** Recorded data **
"""

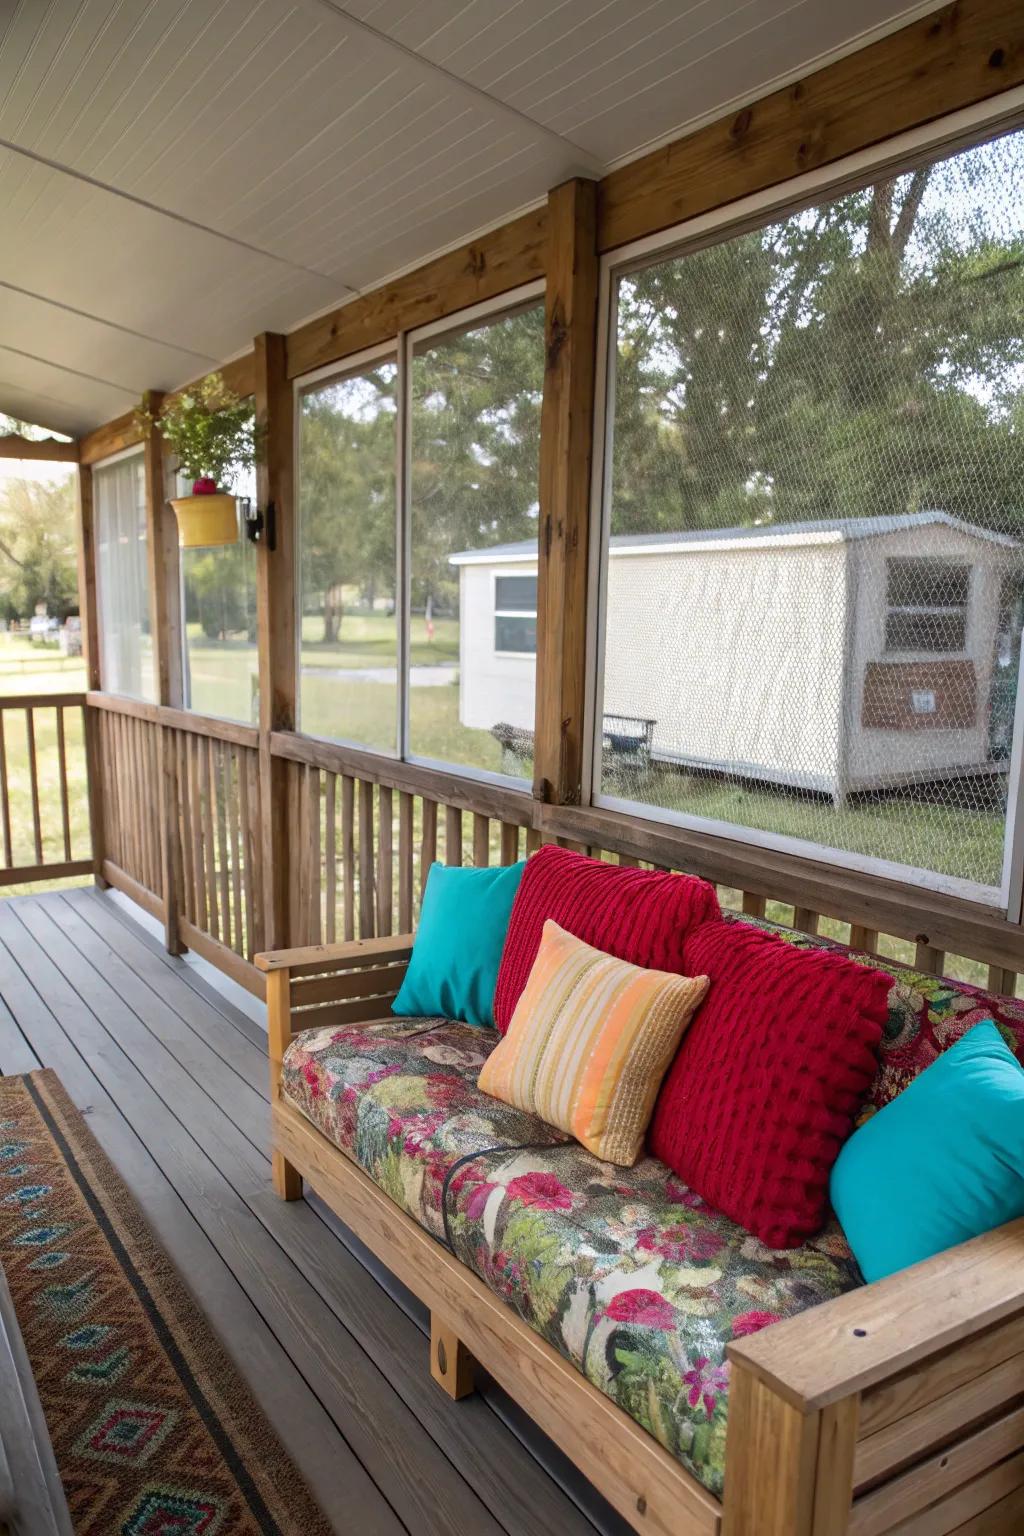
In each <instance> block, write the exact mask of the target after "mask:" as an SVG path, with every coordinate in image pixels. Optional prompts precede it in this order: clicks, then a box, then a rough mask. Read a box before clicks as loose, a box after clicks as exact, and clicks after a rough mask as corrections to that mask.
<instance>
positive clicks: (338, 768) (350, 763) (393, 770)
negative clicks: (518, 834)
mask: <svg viewBox="0 0 1024 1536" xmlns="http://www.w3.org/2000/svg"><path fill="white" fill-rule="evenodd" d="M270 751H272V753H273V756H275V757H287V759H289V760H290V762H296V763H309V765H310V766H312V768H324V770H325V771H327V773H341V774H348V776H352V777H353V779H362V780H365V782H367V783H381V785H385V788H388V790H398V791H404V793H405V794H421V796H424V797H425V799H428V800H436V802H438V803H439V805H450V806H453V808H454V809H457V811H470V813H476V814H477V816H491V817H494V819H496V820H500V822H510V823H513V825H516V826H534V825H536V817H537V809H536V800H534V799H533V796H531V793H530V788H528V786H525V785H524V788H522V790H513V788H510V786H508V785H504V783H491V782H490V780H487V779H474V777H471V776H470V774H461V773H457V771H456V770H451V771H447V770H445V768H428V766H427V765H425V763H410V762H402V760H401V759H398V757H384V756H381V754H378V753H365V751H361V750H359V748H358V746H342V745H341V743H339V742H324V740H319V739H318V737H315V736H302V734H301V731H275V733H273V734H272V737H270Z"/></svg>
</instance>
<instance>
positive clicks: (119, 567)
mask: <svg viewBox="0 0 1024 1536" xmlns="http://www.w3.org/2000/svg"><path fill="white" fill-rule="evenodd" d="M92 485H94V502H95V524H97V598H98V611H100V665H101V679H103V687H104V690H106V691H107V693H124V694H130V697H134V699H147V700H149V702H150V703H152V702H155V699H157V677H155V671H154V633H152V616H150V608H149V568H147V536H146V479H144V459H143V455H141V453H135V455H132V456H130V458H126V459H120V461H118V462H115V464H100V465H97V468H95V470H94V472H92Z"/></svg>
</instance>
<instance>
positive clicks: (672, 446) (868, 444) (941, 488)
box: [613, 135, 1024, 533]
mask: <svg viewBox="0 0 1024 1536" xmlns="http://www.w3.org/2000/svg"><path fill="white" fill-rule="evenodd" d="M1022 206H1024V138H1022V137H1021V135H1009V137H1006V138H1003V140H996V141H993V143H992V144H984V146H979V147H978V149H973V151H967V152H964V154H961V155H956V157H952V158H949V160H944V161H938V163H935V164H932V166H923V167H918V169H917V170H912V172H907V174H906V175H894V177H884V178H881V180H878V181H875V183H874V184H872V186H869V187H864V189H860V190H855V192H851V194H846V195H844V197H840V198H837V200H834V201H831V203H824V204H820V206H817V207H811V209H804V210H803V212H797V214H794V215H791V217H788V218H785V220H781V221H778V223H775V224H769V226H765V227H761V229H755V230H751V232H748V233H740V235H737V237H732V238H728V240H723V241H722V243H718V244H711V246H708V247H705V249H702V250H694V252H691V253H688V255H685V257H682V258H679V260H672V261H663V263H659V264H656V266H652V267H648V269H645V270H640V272H637V273H633V275H629V276H626V278H625V280H623V281H622V284H620V287H619V335H617V343H619V346H617V370H616V416H614V422H616V430H614V468H613V527H614V531H619V533H626V531H659V530H679V528H699V527H725V525H731V524H754V522H765V521H792V519H814V518H837V516H841V518H846V516H866V515H867V516H870V515H881V513H898V511H915V510H920V508H924V507H938V508H943V510H946V511H952V513H955V515H960V516H963V518H966V519H967V521H972V522H979V524H983V525H992V527H1007V525H1013V527H1019V525H1021V519H1022V516H1024V493H1022V492H1021V485H1024V432H1022V430H1021V429H1022V427H1024V387H1022V386H1024V375H1022V370H1024V333H1022V332H1021V324H1019V316H1021V313H1024V220H1022V218H1021V207H1022Z"/></svg>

"""

** PROBLEM DESCRIPTION **
Return every entry word for word, leaving the pictures out.

** TASK RESULT **
In each <instance> block, write the exact mask of the target after "mask:" as an SVG path, with every coordinate in image pixels. Optional prompts precede it in this order: clicks, then a box, then a rough mask. Read a box before clicks as loose, a box after clicks as exact, and clicks after a rough mask as corrections to that mask.
<instance>
positive clicks: (338, 768) (350, 763) (393, 770)
negative clicks: (518, 834)
mask: <svg viewBox="0 0 1024 1536" xmlns="http://www.w3.org/2000/svg"><path fill="white" fill-rule="evenodd" d="M270 751H272V753H273V756H275V757H287V759H289V760H290V762H296V763H309V765H310V766H312V768H324V770H325V771H327V773H341V774H348V776H352V777H353V779H362V780H365V782H367V783H381V785H385V788H388V790H398V791H404V793H405V794H421V796H424V797H425V799H428V800H436V802H438V803H439V805H450V806H453V808H454V809H457V811H470V813H476V814H477V816H491V817H494V819H496V820H500V822H510V823H513V825H516V826H534V825H536V817H537V809H536V800H534V799H533V796H531V793H530V788H528V786H525V785H524V788H522V790H513V788H510V786H508V785H504V783H491V782H490V780H487V779H474V777H471V776H470V774H461V773H457V771H456V770H451V771H447V770H445V768H428V766H427V765H425V763H410V762H402V760H401V759H398V757H384V756H381V754H378V753H365V751H361V750H359V748H358V746H342V745H341V743H339V742H324V740H319V739H318V737H315V736H302V734H301V731H275V733H273V734H272V737H270Z"/></svg>
</instance>
<instance>
positive clicks: (119, 567)
mask: <svg viewBox="0 0 1024 1536" xmlns="http://www.w3.org/2000/svg"><path fill="white" fill-rule="evenodd" d="M92 485H94V502H95V524H97V598H98V611H100V665H101V679H103V687H104V690H106V691H107V693H124V694H130V697H134V699H147V700H149V702H150V703H152V702H155V699H157V677H155V671H154V633H152V616H150V608H149V568H147V536H146V479H144V459H143V455H141V453H135V455H132V456H130V458H126V459H120V461H118V462H115V464H100V465H97V468H95V470H94V472H92Z"/></svg>
</instance>
<instance>
positive clicks: (672, 446) (868, 444) (941, 488)
box: [613, 135, 1024, 533]
mask: <svg viewBox="0 0 1024 1536" xmlns="http://www.w3.org/2000/svg"><path fill="white" fill-rule="evenodd" d="M1022 206H1024V138H1022V137H1021V135H1009V137H1006V138H1003V140H996V141H993V143H992V144H984V146H979V147H978V149H973V151H967V152H964V154H961V155H956V157H952V158H949V160H944V161H938V163H935V164H932V166H923V167H918V169H917V170H912V172H907V174H906V175H894V177H884V178H881V180H878V181H875V183H874V184H872V186H869V187H864V189H860V190H855V192H851V194H846V195H844V197H840V198H837V200H834V201H831V203H824V204H820V206H817V207H811V209H804V210H803V212H797V214H794V215H791V217H788V218H785V220H781V221H778V223H775V224H769V226H765V227H761V229H755V230H751V232H748V233H740V235H737V237H732V238H728V240H723V241H722V243H718V244H711V246H708V247H705V249H702V250H694V252H691V253H688V255H685V257H682V258H679V260H672V261H663V263H659V264H656V266H652V267H648V269H645V270H640V272H637V273H633V275H629V276H626V278H625V280H623V281H622V284H620V287H619V335H617V343H619V346H617V370H616V416H614V422H616V430H614V468H613V527H614V531H619V533H626V531H659V530H679V528H699V527H725V525H731V524H754V522H765V521H792V519H814V518H837V516H841V518H846V516H866V515H867V516H870V515H881V513H898V511H915V510H920V508H924V507H938V508H943V510H946V511H952V513H955V515H960V516H963V518H966V519H967V521H972V522H979V524H983V525H992V527H1007V525H1013V527H1019V525H1021V519H1022V516H1024V493H1022V492H1021V485H1024V432H1022V430H1021V429H1022V427H1024V387H1022V386H1024V375H1022V370H1024V333H1022V332H1021V324H1019V316H1021V313H1024V220H1022V218H1021V207H1022Z"/></svg>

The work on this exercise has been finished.